Source passage:
__________

I have a large CSV file with many columns, something like this:
id, col1, col2, col3, col4, col5
1, a, b, 2, d, e
2, b, c, 4, e, f
3, c, d, 6, f, g
I want to be able to create a dictionary in which only certain columns are used. For example, the dictionary would have the id number, col2, and col3. Additionally, it should only store the rows that have the highest 10 numbers in col2. This is the code I have:
import csv
reader = csv.DictReader(open('SNPs.csv', newline=''), delimiter=',', quotechar='"')
But I do not know how to tell it to ignore certain columns, and I don't think that I can use max() to return multiple values.
max(2, 4) returns 4.
EDIT I tried using Daniel's Code, but for some reason the sort function isn't working correctly. (I also need to use reverse sort instead of sort). It only outputs four different keys, and additionally, they aren't actually sorted in descending numerical order. It also returns the headers as one of the values.
import csv
f = open('SNPs.csv', "rU")
reader = csv.reader(f)
output = [row for row in reader]
output.sort(key=lambda x: x[32], reverse=True)
print dict((row[10], (row[11], row[8], row[32])) for row in output[:10])
col2
doesn't have any numbers. I'll assume you meant col3
.
You can't tell which are the ten highest numbers in col3 until you've read them all. So since you're going to be doing that anyway, you might as well read everything, then extract the top ten afterwards. So you can do something like this:
output = []
for row in reader:
output.append(dict(k, v) for k, v in row if k in ('id', 'col2', 'col3'))
output.sort(key=lambda x: x['col3'])
return output[:10]
Edit Now I see your desired output, you want something completely different to what I imagined. In fact DictReader is completely pointless here, so I'll rewrite with the normal Reader.
f = open('SNPs.csv')
reader = csv.Reader(f, delimiter=',', quotechar='"')
output = [row for row in reader]
output.sort(key=lambda x: x[3])
return dict((row[0], (row[3], row[4])) for row in output[:10])

__________

Data extract:
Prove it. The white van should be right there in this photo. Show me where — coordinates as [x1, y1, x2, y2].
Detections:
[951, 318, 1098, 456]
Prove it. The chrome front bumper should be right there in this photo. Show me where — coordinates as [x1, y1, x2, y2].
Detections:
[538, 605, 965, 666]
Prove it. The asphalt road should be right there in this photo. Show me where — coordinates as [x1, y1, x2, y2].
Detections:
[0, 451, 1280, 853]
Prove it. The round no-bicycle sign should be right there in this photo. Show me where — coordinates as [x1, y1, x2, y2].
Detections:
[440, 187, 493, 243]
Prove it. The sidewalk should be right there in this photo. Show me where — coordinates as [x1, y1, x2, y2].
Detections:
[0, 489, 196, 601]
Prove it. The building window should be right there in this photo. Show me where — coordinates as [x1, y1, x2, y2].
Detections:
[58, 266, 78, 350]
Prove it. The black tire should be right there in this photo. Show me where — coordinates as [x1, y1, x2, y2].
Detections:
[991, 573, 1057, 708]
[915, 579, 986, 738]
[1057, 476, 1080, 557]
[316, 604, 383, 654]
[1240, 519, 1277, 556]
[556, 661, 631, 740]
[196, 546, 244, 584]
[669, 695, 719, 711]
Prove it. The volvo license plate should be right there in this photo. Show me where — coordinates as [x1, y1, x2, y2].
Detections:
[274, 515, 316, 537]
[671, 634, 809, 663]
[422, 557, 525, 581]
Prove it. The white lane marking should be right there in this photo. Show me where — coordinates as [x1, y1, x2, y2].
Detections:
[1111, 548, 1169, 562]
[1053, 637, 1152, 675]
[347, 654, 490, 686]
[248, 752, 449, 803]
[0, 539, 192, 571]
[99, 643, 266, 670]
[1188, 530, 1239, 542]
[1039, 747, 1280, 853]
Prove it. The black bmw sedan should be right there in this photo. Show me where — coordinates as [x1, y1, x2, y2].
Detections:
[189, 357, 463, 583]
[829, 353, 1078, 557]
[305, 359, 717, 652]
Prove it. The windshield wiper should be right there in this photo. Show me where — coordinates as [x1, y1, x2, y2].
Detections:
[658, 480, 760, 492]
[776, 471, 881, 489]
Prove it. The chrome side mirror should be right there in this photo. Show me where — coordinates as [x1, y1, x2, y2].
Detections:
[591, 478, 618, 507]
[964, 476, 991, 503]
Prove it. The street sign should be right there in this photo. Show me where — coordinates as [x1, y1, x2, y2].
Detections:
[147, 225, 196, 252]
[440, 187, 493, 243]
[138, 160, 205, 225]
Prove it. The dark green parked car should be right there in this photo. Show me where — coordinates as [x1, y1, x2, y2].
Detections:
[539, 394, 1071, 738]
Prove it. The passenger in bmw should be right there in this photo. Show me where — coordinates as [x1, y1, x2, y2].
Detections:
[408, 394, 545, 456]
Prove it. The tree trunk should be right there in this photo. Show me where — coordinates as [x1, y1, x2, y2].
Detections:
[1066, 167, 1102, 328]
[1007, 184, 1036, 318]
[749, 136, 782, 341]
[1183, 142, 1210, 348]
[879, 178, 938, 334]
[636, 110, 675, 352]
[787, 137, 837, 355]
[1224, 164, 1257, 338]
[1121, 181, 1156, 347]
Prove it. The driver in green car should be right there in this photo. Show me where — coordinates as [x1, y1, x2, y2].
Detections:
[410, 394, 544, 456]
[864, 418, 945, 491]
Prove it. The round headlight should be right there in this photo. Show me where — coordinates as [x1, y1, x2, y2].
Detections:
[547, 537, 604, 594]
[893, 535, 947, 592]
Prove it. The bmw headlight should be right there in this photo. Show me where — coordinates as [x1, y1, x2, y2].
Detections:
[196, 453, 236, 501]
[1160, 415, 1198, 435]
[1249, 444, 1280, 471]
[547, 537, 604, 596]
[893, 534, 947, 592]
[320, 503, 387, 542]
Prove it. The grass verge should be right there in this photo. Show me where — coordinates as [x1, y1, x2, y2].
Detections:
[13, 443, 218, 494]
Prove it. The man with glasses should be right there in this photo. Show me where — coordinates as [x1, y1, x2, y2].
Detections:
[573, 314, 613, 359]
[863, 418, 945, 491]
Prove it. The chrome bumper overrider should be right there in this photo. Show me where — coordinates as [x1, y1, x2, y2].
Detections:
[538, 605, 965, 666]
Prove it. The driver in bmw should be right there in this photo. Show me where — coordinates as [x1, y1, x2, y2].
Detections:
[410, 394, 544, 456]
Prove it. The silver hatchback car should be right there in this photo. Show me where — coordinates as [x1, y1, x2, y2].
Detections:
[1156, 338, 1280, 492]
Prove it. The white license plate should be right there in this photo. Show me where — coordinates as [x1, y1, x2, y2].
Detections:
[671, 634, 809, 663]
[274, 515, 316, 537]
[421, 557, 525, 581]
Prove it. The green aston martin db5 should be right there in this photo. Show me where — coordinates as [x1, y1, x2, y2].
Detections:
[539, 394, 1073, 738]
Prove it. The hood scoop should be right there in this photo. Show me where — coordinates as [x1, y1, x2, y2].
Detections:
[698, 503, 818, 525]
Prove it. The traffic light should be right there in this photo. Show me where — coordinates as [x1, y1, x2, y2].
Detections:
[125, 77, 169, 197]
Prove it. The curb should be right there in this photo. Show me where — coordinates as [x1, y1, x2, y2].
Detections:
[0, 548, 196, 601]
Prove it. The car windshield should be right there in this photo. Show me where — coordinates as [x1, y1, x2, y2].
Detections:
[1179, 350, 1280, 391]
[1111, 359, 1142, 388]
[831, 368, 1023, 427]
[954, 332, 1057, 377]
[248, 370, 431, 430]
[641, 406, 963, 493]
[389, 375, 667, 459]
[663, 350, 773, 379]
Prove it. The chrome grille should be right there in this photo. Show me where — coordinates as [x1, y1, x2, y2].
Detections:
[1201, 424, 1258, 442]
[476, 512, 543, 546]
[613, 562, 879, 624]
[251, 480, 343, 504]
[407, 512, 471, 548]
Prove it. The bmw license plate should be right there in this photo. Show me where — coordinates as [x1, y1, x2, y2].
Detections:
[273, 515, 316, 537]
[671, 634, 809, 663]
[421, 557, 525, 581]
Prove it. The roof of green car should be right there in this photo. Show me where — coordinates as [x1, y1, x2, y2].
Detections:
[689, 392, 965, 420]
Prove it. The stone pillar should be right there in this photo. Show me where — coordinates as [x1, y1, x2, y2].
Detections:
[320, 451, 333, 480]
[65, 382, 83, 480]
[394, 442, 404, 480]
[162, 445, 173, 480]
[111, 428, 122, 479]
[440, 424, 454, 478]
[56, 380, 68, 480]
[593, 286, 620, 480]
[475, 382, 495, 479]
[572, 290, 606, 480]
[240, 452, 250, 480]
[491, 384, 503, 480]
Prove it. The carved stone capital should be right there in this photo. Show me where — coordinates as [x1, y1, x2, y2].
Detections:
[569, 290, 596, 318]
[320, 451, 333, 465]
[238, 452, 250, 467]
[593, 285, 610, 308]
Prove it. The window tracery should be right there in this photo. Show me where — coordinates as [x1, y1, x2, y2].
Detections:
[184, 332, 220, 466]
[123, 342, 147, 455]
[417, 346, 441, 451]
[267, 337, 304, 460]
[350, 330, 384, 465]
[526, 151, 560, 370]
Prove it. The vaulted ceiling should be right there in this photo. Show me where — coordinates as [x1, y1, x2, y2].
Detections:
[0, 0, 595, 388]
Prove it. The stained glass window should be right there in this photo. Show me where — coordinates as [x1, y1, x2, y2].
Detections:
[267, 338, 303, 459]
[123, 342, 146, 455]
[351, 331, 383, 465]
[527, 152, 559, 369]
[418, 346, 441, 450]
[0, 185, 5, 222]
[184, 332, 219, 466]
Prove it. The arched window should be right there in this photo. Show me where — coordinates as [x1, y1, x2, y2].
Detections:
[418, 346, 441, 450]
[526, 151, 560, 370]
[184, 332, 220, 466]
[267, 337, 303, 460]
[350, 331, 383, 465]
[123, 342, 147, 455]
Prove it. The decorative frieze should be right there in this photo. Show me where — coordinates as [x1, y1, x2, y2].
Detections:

__________

What the task asks: In the forum thread, rewrite the paragraph beginning "You can't tell which are the ten highest numbers" more briefly, keeping its main points.

Complete answer: The ten highest numbers in col3 can't be known until all of them have been read. Since that has to happen anyway, read everything first and then extract the top ten, as the code that follows does.